WORK REQUIRED –
Transcribe every entry exactly, leaving out any pictures.

[RECORDS SUPPLIED Boundary: Start]

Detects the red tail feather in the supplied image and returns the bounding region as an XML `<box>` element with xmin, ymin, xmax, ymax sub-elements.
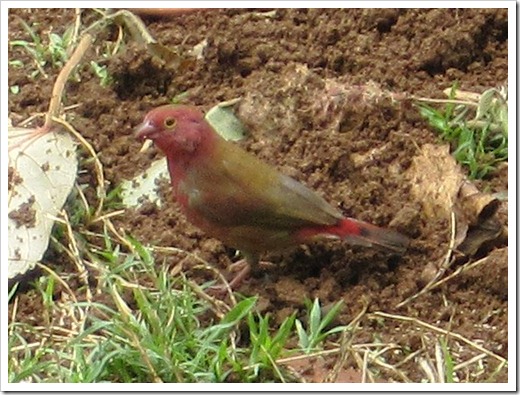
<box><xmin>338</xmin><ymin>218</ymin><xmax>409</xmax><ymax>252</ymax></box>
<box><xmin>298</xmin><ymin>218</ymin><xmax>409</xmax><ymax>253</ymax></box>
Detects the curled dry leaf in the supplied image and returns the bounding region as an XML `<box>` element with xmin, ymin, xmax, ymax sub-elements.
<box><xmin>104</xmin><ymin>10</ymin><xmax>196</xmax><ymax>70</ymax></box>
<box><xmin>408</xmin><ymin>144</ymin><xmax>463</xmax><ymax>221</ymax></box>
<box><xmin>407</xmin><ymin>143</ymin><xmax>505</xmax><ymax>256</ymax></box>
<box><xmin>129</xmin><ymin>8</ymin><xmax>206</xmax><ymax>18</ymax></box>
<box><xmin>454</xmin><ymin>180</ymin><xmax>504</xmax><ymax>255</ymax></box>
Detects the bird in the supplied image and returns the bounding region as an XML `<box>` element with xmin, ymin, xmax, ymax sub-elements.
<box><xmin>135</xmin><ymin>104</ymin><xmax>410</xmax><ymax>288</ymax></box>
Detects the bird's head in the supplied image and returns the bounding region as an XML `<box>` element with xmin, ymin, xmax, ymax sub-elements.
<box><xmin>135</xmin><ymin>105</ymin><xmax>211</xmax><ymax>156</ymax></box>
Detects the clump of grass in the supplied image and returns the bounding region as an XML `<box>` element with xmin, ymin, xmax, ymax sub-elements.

[RECORDS SUPPLIED Boundary: End]

SOLUTION BELOW –
Detects the red tail feather in the supplied image and returns the bounding region as an XML `<box>` element with xmin, ymin, xmax, ymax sub-elements.
<box><xmin>338</xmin><ymin>218</ymin><xmax>409</xmax><ymax>252</ymax></box>
<box><xmin>298</xmin><ymin>218</ymin><xmax>409</xmax><ymax>253</ymax></box>
Detects the curled dry leaf in the supplied image and returns the bounding region as an XML `<box>` element with xmin, ymin, xmax, ymax sub-elements.
<box><xmin>104</xmin><ymin>10</ymin><xmax>196</xmax><ymax>70</ymax></box>
<box><xmin>408</xmin><ymin>144</ymin><xmax>463</xmax><ymax>221</ymax></box>
<box><xmin>407</xmin><ymin>143</ymin><xmax>505</xmax><ymax>256</ymax></box>
<box><xmin>129</xmin><ymin>8</ymin><xmax>206</xmax><ymax>18</ymax></box>
<box><xmin>454</xmin><ymin>180</ymin><xmax>504</xmax><ymax>255</ymax></box>
Detects the bird in the supplied image and returns the bounding region as an XML `<box>` element with xmin, ymin, xmax, ymax sub-elements.
<box><xmin>135</xmin><ymin>104</ymin><xmax>410</xmax><ymax>288</ymax></box>
Detects the bird's head in the supplied image and returns the bounding region as an XML `<box>` element with xmin, ymin, xmax, ymax sub-elements.
<box><xmin>135</xmin><ymin>105</ymin><xmax>211</xmax><ymax>156</ymax></box>
Detects the clump of grass in the supplied image and returns the bounding region as an XML `<box>` element with xmin, ymin, xmax, ymax sub-elements.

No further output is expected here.